• _WHAT YOU NEED TO DO_
Can you reproduce the material below word for word, keeping every line in its original order?

• _RECORDS TO PROCESS_
★ ★ ★

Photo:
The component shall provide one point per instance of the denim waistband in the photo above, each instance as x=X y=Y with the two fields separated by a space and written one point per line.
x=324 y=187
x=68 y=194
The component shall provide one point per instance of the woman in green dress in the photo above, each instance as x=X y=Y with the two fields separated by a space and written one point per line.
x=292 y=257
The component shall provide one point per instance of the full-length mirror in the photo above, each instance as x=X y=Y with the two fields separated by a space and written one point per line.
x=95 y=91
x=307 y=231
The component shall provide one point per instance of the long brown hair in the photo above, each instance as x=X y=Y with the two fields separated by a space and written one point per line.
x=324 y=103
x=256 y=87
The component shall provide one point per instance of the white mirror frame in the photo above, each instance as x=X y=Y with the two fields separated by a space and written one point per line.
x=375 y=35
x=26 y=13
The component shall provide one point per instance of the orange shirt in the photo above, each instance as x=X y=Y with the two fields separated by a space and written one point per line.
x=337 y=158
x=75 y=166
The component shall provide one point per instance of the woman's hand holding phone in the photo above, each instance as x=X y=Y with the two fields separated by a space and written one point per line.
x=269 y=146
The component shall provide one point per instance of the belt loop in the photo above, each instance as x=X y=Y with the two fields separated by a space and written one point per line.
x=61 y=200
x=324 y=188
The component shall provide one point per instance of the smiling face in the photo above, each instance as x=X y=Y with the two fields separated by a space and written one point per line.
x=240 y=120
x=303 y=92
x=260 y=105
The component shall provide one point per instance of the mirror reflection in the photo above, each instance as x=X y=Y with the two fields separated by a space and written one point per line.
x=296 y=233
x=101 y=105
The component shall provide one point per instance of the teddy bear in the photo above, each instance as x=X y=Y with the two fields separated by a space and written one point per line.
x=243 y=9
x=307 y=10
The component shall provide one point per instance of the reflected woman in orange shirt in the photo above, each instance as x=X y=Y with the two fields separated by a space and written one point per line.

★ ★ ★

• _SOLUTION BELOW_
Photo:
The component shall provide one point per instance of the denim waistband in the photo above, each instance as x=X y=Y with the two fields separated by a space and written one point per line.
x=324 y=187
x=68 y=194
The component shall provide one point per instance of the woman in green dress in the photo above, each instance as x=X y=Y with the two fields separated by a space and written one point per line.
x=292 y=257
The component shall provide one point per instance of the full-length mirror in the photo above, each instance as x=X y=Y with the two fields separated by a space and written one point per line.
x=95 y=91
x=307 y=231
The component shall provide one point per instance of the long brown hair in the photo above, each instance as x=X y=Y with the two fields separated by a space and written one point per line.
x=324 y=103
x=256 y=87
The component shall provide one point per instance of the white mirror frame in the photo above, each instance as x=X y=Y with the two fields separated by a space and written one point per line.
x=375 y=35
x=26 y=13
The component shall provide one point per instance of the orange shirt in the photo above, each instance as x=X y=Y with the two fields separated by a space and written one point per line.
x=337 y=158
x=75 y=166
The component shall provide one point per instance of the woman's hand holding phone in the photo above, each instance as x=X y=Y with the two fields separated by a space and written one point per line.
x=269 y=146
The component shall provide one point per instance of the belt loop in the photo above, each instance as x=X y=Y with the two fields separated by a space and written one point per line.
x=61 y=200
x=324 y=188
The component shall provide one point per instance of the smiling face in the photo above, each instance as x=X y=Y with the two fields separated by a space and written one point per line.
x=240 y=120
x=303 y=92
x=260 y=105
The component shall provide one point per instance of the mirror reflection in the photo above, each instance as x=X y=Y with the two fields separated by a space and written one point per line.
x=296 y=233
x=101 y=105
The component shall provide one point per instance of the teddy bear in the photo above, each instance as x=X y=Y with the two fields separated by a space and written one point per line.
x=243 y=9
x=307 y=10
The component shall provide one point per instance of the reflected woman in orange shirt in the photo above, each instance as x=X y=Y with the two fields separated by a space and written one point per line.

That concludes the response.